What you have to do:
Copy the data that appears below exactly. Drop the pictures.

Stored data entries

- - - - - - -

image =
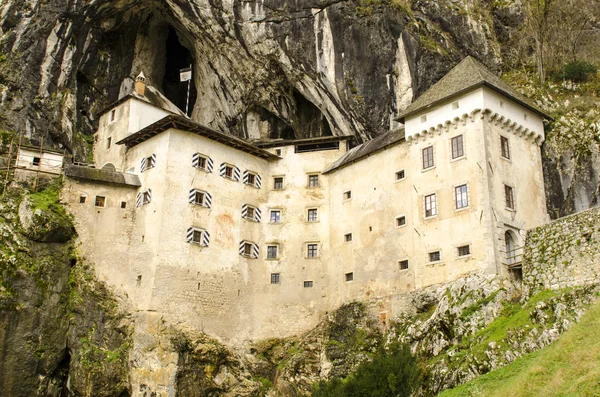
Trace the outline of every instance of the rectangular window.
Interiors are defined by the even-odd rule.
[[[273,189],[274,190],[282,190],[283,189],[283,177],[278,176],[273,178]]]
[[[346,278],[346,281],[352,281],[354,280],[354,273],[346,273],[344,277]]]
[[[246,184],[254,186],[256,184],[256,175],[248,174],[248,182]]]
[[[400,266],[400,270],[408,269],[408,259],[398,262],[398,265]]]
[[[452,143],[452,159],[457,159],[464,156],[463,136],[455,136],[451,139]]]
[[[456,110],[460,107],[460,105],[458,104],[458,102],[452,102],[452,110]]]
[[[437,200],[435,193],[425,196],[425,217],[437,215]]]
[[[192,243],[200,244],[202,242],[202,232],[200,230],[194,230],[192,234]]]
[[[150,204],[151,200],[152,200],[152,195],[150,194],[150,192],[148,190],[146,190],[142,196],[142,205]]]
[[[423,169],[426,170],[428,168],[433,167],[433,146],[428,146],[423,149]]]
[[[198,157],[198,168],[206,169],[206,157]]]
[[[79,196],[79,204],[85,204],[86,200],[87,200],[86,196]]]
[[[196,192],[194,194],[194,204],[204,205],[204,193]]]
[[[275,154],[281,156],[281,149],[275,149]]]
[[[350,200],[352,198],[352,191],[348,190],[344,192],[344,200]]]
[[[404,170],[396,171],[396,180],[397,181],[401,181],[405,177],[406,177],[406,173],[404,172]]]
[[[510,208],[511,210],[515,209],[515,197],[513,194],[513,188],[504,185],[504,199],[506,201],[506,208]]]
[[[307,244],[306,245],[306,256],[309,258],[316,258],[318,255],[318,244]]]
[[[309,222],[316,222],[318,220],[317,218],[317,209],[316,208],[311,208],[308,210],[308,221]]]
[[[469,206],[469,196],[467,195],[467,185],[460,185],[454,188],[454,200],[456,209],[467,208]]]
[[[110,144],[112,143],[112,138],[108,137],[108,139],[106,140],[106,148],[110,149]]]
[[[433,251],[429,253],[429,262],[439,262],[442,260],[440,251]]]
[[[271,273],[271,284],[279,284],[281,282],[281,277],[279,273]]]
[[[457,248],[458,256],[467,256],[471,255],[471,246],[470,245],[462,245]]]
[[[104,196],[96,196],[96,201],[94,203],[94,205],[96,207],[104,207],[105,204],[106,204],[106,197],[104,197]]]
[[[267,258],[268,259],[277,259],[277,245],[267,245]]]
[[[225,178],[233,179],[233,167],[230,165],[225,166]]]
[[[281,222],[281,211],[279,210],[271,210],[271,217],[269,219],[271,223],[280,223]]]
[[[248,207],[246,210],[246,218],[254,220],[254,208]]]
[[[308,187],[319,187],[319,175],[308,176]]]
[[[406,225],[406,217],[405,216],[399,216],[398,218],[396,218],[396,227],[400,227],[400,226],[404,226]]]
[[[121,201],[121,208],[122,209],[127,208],[127,201]]]
[[[252,255],[252,243],[244,243],[244,255]]]
[[[148,170],[153,167],[154,167],[154,162],[152,161],[152,156],[146,157],[146,160],[144,160],[144,169]]]
[[[33,158],[33,162],[32,164],[35,165],[36,167],[40,165],[40,163],[42,162],[42,159],[39,157],[34,157]]]
[[[349,243],[350,241],[352,241],[352,233],[347,233],[344,234],[344,241]]]
[[[312,288],[313,287],[313,282],[312,281],[305,281],[304,282],[304,288]]]
[[[110,113],[108,115],[108,122],[112,123],[116,119],[117,119],[117,109],[113,109],[110,111]]]
[[[505,159],[510,159],[510,146],[508,144],[508,138],[501,136],[500,146],[502,148],[502,157],[504,157]]]
[[[427,121],[427,115],[425,114],[425,115],[421,116],[421,123],[424,123],[426,121]]]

- - - - - - -

Response to this exercise:
image =
Trace the outline of every instance of the rectangular window.
Interiors are defined by the even-odd rule.
[[[273,189],[274,190],[282,190],[283,189],[283,177],[278,176],[273,178]]]
[[[346,278],[346,281],[352,281],[354,280],[354,273],[346,273],[344,277]]]
[[[246,184],[254,186],[256,184],[256,175],[248,174],[248,182]]]
[[[400,266],[400,270],[408,269],[408,259],[398,262],[398,265]]]
[[[452,143],[452,159],[457,159],[464,156],[463,136],[455,136],[451,139]]]
[[[456,110],[460,107],[460,105],[458,104],[458,102],[452,102],[452,110]]]
[[[437,200],[435,193],[425,196],[425,217],[437,215]]]
[[[192,243],[200,244],[202,242],[202,232],[200,230],[194,230],[192,234]]]
[[[150,204],[151,200],[152,200],[152,195],[150,194],[150,192],[148,190],[146,190],[142,196],[142,205]]]
[[[423,169],[426,170],[428,168],[433,167],[433,146],[428,146],[423,149]]]
[[[198,157],[198,168],[206,169],[206,157]]]
[[[79,196],[79,204],[85,204],[86,200],[87,200],[86,196]]]
[[[196,192],[194,194],[194,204],[204,205],[204,193]]]
[[[275,154],[281,156],[281,149],[275,149]]]
[[[350,200],[352,198],[352,191],[348,190],[344,192],[344,200]]]
[[[404,170],[396,171],[396,180],[397,181],[401,181],[405,177],[406,177],[406,173],[404,172]]]
[[[510,208],[511,210],[515,209],[515,197],[513,194],[513,188],[504,185],[504,199],[506,201],[506,208]]]
[[[307,244],[306,245],[306,256],[309,258],[316,258],[318,255],[318,244]]]
[[[309,222],[316,222],[318,220],[317,218],[317,209],[316,208],[311,208],[308,210],[308,221]]]
[[[469,206],[469,196],[467,195],[467,185],[460,185],[454,188],[454,200],[456,209],[467,208]]]
[[[110,144],[112,143],[112,138],[108,137],[108,139],[106,140],[106,148],[110,149]]]
[[[433,251],[429,253],[429,262],[439,262],[442,260],[440,251]]]
[[[271,273],[271,284],[279,284],[281,282],[281,277],[279,273]]]
[[[457,248],[458,256],[467,256],[471,255],[471,246],[470,245],[462,245]]]
[[[104,196],[96,196],[96,201],[94,203],[94,205],[96,207],[104,207],[105,204],[106,204],[106,197],[104,197]]]
[[[267,258],[268,259],[277,259],[277,245],[267,245]]]
[[[225,178],[233,179],[233,167],[230,165],[225,166]]]
[[[281,222],[281,211],[279,210],[271,210],[271,217],[269,219],[271,223],[280,223]]]
[[[248,207],[246,210],[246,218],[254,220],[254,208]]]
[[[308,187],[319,187],[319,175],[308,176]]]
[[[406,225],[406,217],[405,216],[399,216],[398,218],[396,218],[396,227],[400,227],[400,226],[404,226]]]
[[[121,201],[121,208],[122,209],[127,208],[127,201]]]
[[[252,255],[252,243],[244,243],[244,255]]]
[[[148,170],[153,167],[154,167],[154,162],[152,161],[152,156],[146,157],[146,160],[144,160],[144,169]]]
[[[33,158],[33,162],[32,164],[35,165],[36,167],[40,165],[40,163],[42,162],[42,159],[39,157],[34,157]]]
[[[349,243],[350,241],[352,241],[352,233],[347,233],[344,234],[344,241]]]
[[[312,288],[313,287],[313,282],[312,281],[305,281],[304,282],[304,288]]]
[[[110,113],[108,115],[108,122],[112,123],[116,119],[117,119],[117,109],[113,109],[110,111]]]
[[[505,159],[510,159],[510,146],[508,144],[508,138],[501,136],[500,146],[502,148],[502,157],[504,157]]]
[[[427,121],[427,115],[425,114],[425,115],[421,116],[421,123],[424,123],[426,121]]]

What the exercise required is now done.